- Exercise directions: Reproduce the listing word for word from its first line through the line that contains "[[0, 752, 1456, 819]]", including that line.

- Record excerpts:
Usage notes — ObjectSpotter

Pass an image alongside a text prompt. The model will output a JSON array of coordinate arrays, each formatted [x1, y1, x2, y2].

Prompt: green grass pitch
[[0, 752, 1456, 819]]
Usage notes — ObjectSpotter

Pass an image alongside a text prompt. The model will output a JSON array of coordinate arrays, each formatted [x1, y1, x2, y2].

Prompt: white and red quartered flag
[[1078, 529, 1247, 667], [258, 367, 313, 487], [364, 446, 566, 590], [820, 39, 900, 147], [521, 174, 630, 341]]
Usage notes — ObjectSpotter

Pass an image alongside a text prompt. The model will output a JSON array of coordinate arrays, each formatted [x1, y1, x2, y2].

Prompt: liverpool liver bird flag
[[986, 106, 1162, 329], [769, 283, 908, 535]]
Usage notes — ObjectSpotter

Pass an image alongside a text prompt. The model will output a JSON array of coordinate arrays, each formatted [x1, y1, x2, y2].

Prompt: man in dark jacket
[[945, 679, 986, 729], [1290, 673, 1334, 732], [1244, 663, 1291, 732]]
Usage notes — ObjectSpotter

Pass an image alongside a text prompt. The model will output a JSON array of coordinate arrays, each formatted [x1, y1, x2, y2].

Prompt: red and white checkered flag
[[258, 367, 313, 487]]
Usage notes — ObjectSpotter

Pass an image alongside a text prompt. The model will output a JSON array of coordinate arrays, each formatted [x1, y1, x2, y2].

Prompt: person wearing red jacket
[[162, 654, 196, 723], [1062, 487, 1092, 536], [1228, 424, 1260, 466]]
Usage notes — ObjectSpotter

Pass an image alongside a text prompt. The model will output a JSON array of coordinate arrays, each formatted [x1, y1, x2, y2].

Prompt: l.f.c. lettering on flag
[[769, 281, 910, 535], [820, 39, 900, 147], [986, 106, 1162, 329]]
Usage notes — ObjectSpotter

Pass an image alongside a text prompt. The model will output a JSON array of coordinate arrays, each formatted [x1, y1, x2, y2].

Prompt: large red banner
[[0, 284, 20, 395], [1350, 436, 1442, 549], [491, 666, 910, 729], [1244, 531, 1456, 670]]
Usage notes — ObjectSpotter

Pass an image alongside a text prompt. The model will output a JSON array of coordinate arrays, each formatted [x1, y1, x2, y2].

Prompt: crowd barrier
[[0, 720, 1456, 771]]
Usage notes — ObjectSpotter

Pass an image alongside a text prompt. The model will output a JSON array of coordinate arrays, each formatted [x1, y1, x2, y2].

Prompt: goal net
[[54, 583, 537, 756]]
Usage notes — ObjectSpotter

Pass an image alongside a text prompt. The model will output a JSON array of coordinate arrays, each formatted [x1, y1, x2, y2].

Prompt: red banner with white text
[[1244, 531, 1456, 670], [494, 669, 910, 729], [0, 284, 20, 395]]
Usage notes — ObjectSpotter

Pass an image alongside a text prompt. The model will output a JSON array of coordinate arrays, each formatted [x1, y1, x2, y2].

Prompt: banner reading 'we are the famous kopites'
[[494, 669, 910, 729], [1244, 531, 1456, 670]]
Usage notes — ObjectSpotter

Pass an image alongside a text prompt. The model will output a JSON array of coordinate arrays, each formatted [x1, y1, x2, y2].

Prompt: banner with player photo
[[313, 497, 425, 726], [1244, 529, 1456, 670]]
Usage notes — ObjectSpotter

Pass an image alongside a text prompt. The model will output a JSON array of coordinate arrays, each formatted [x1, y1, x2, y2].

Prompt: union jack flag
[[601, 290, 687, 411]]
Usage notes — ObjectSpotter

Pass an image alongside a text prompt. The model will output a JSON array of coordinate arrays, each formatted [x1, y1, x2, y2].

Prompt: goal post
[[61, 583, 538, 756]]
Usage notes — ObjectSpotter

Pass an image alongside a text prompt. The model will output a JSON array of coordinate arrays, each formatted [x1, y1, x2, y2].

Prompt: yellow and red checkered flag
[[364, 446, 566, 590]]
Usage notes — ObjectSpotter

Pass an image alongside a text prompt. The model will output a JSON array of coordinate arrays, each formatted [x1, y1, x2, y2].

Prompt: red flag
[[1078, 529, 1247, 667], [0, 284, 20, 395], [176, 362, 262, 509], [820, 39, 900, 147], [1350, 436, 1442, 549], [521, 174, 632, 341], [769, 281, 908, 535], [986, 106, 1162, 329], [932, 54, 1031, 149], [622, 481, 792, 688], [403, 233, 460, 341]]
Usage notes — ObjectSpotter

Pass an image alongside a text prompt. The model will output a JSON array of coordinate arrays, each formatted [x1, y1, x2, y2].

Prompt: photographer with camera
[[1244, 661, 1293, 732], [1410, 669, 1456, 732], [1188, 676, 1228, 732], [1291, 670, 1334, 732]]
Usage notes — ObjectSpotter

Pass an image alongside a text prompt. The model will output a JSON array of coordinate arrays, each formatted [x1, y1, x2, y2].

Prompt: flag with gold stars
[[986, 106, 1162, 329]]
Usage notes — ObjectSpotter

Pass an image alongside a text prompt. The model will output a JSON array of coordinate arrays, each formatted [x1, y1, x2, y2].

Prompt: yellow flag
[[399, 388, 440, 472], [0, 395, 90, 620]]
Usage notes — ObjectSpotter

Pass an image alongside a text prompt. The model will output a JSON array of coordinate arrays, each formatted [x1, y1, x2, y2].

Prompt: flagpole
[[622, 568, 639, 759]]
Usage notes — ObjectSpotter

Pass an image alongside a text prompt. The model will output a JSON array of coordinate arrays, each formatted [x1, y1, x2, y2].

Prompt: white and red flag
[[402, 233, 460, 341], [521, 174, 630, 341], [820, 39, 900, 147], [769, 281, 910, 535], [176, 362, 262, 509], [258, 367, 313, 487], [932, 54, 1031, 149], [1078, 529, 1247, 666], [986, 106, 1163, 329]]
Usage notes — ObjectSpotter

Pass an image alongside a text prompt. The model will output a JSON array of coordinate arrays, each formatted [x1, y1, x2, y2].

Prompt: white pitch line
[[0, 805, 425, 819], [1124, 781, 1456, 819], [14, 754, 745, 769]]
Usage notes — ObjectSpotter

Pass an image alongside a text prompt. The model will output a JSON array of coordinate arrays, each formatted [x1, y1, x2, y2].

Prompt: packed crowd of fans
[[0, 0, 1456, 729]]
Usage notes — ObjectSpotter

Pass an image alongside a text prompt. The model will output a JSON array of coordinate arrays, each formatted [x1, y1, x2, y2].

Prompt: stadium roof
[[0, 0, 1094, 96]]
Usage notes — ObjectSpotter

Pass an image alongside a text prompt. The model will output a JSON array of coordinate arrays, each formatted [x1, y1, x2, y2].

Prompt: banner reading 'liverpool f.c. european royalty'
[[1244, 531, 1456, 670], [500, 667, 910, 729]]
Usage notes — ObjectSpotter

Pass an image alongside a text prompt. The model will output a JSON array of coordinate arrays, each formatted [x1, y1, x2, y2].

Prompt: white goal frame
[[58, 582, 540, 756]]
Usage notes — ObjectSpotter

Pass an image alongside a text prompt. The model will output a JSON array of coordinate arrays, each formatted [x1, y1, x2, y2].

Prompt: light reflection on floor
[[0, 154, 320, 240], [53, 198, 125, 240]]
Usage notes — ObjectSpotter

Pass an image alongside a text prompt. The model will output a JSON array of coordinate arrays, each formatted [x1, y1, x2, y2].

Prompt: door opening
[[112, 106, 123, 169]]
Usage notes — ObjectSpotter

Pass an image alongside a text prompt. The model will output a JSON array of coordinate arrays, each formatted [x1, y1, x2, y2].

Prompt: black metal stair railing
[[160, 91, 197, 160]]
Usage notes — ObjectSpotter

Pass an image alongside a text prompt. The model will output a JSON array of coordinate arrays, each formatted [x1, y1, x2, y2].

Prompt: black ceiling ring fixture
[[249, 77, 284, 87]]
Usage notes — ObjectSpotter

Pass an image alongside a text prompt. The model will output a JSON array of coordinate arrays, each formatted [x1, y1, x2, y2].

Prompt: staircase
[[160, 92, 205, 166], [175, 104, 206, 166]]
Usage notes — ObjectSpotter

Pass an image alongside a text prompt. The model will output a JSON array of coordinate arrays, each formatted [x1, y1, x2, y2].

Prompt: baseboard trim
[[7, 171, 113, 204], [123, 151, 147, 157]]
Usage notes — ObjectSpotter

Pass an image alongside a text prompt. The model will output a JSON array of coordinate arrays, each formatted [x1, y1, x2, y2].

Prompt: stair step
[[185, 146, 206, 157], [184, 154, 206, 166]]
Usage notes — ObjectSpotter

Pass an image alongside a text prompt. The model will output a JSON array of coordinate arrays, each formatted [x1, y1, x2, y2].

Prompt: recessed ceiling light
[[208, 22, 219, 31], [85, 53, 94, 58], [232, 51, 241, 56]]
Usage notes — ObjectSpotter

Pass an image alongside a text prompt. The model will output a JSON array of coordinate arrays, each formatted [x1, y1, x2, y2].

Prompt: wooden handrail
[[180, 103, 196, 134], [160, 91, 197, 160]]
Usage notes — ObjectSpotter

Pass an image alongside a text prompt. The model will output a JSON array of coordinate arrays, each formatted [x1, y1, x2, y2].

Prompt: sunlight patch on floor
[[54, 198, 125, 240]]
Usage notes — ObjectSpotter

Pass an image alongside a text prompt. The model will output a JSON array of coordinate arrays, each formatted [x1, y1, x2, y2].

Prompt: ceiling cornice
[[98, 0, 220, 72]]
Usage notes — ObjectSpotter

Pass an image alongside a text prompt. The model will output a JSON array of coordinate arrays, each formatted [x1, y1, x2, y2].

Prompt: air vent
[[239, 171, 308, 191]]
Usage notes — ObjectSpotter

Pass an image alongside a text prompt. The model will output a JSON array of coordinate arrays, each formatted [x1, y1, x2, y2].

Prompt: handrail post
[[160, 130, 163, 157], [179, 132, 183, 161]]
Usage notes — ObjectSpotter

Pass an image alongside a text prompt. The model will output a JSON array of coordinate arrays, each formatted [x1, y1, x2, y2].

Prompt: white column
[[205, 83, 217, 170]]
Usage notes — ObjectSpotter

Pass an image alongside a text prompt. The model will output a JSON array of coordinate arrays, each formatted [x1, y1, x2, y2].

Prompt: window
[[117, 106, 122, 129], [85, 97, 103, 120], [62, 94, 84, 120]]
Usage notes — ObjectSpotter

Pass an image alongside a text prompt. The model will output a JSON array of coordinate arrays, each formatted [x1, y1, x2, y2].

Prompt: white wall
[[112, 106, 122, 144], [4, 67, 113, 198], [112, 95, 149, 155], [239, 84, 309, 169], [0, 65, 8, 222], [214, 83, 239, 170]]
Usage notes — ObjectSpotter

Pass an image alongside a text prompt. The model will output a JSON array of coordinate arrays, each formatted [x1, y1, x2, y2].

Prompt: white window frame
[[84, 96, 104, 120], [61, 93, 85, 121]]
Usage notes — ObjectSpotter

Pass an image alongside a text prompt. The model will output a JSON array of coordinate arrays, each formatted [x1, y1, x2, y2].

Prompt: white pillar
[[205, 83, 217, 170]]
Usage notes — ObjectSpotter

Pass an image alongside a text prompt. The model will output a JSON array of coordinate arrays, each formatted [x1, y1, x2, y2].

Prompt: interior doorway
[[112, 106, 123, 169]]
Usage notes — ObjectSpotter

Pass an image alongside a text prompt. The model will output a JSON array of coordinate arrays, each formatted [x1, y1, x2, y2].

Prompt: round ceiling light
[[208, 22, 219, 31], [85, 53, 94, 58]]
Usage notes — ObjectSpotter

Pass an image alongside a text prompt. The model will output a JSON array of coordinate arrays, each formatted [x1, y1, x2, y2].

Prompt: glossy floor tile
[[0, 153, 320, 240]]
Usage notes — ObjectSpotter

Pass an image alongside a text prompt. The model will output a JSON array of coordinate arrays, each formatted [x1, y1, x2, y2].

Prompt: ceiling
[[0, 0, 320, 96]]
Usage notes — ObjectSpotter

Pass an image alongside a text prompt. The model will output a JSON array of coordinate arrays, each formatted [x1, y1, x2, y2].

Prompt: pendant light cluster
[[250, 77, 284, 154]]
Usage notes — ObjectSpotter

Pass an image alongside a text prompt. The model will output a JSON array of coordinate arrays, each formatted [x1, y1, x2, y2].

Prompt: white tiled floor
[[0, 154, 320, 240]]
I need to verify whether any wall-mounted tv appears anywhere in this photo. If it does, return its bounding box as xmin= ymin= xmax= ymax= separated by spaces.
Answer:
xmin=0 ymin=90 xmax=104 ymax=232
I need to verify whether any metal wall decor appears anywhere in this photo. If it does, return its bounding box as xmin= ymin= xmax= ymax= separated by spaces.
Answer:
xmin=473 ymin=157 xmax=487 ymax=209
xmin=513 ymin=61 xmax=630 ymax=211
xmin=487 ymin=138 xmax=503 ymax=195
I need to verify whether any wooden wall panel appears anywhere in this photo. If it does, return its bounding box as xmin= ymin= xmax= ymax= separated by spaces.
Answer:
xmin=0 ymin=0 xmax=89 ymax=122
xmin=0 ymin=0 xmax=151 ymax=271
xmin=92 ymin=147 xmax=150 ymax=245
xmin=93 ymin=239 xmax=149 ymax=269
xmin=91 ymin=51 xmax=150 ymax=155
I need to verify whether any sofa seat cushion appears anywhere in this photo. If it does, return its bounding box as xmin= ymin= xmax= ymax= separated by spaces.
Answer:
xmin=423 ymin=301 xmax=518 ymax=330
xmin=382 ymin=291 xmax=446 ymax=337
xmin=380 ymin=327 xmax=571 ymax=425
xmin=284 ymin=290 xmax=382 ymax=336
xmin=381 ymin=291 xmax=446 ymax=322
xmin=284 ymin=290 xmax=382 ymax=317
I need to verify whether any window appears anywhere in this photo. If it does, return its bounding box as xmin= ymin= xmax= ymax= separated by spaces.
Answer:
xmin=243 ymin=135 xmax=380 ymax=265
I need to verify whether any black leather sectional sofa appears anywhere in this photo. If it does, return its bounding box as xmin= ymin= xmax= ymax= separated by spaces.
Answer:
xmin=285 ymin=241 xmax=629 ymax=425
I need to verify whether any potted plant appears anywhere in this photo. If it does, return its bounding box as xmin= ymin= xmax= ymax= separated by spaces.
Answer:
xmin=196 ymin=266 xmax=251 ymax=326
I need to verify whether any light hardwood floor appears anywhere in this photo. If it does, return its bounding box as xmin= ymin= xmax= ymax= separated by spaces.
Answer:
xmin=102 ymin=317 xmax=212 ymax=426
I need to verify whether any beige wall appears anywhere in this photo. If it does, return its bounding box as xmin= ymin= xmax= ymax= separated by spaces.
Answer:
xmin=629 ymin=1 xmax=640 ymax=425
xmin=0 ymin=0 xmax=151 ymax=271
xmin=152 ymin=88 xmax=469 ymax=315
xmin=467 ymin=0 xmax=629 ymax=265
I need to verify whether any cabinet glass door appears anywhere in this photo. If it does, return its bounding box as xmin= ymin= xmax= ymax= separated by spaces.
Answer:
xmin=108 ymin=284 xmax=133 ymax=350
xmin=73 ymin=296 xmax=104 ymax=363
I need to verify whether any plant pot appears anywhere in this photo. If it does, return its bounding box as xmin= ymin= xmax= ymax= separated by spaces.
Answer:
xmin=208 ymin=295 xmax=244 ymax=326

- Correct response:
Usage notes — ObjectSpotter

Pass an image alongside a text prompt. The model will output a JSON array of coordinate arrays, each formatted [x1, y1, x2, y2].

Prompt: green grass pitch
[[0, 752, 1456, 819]]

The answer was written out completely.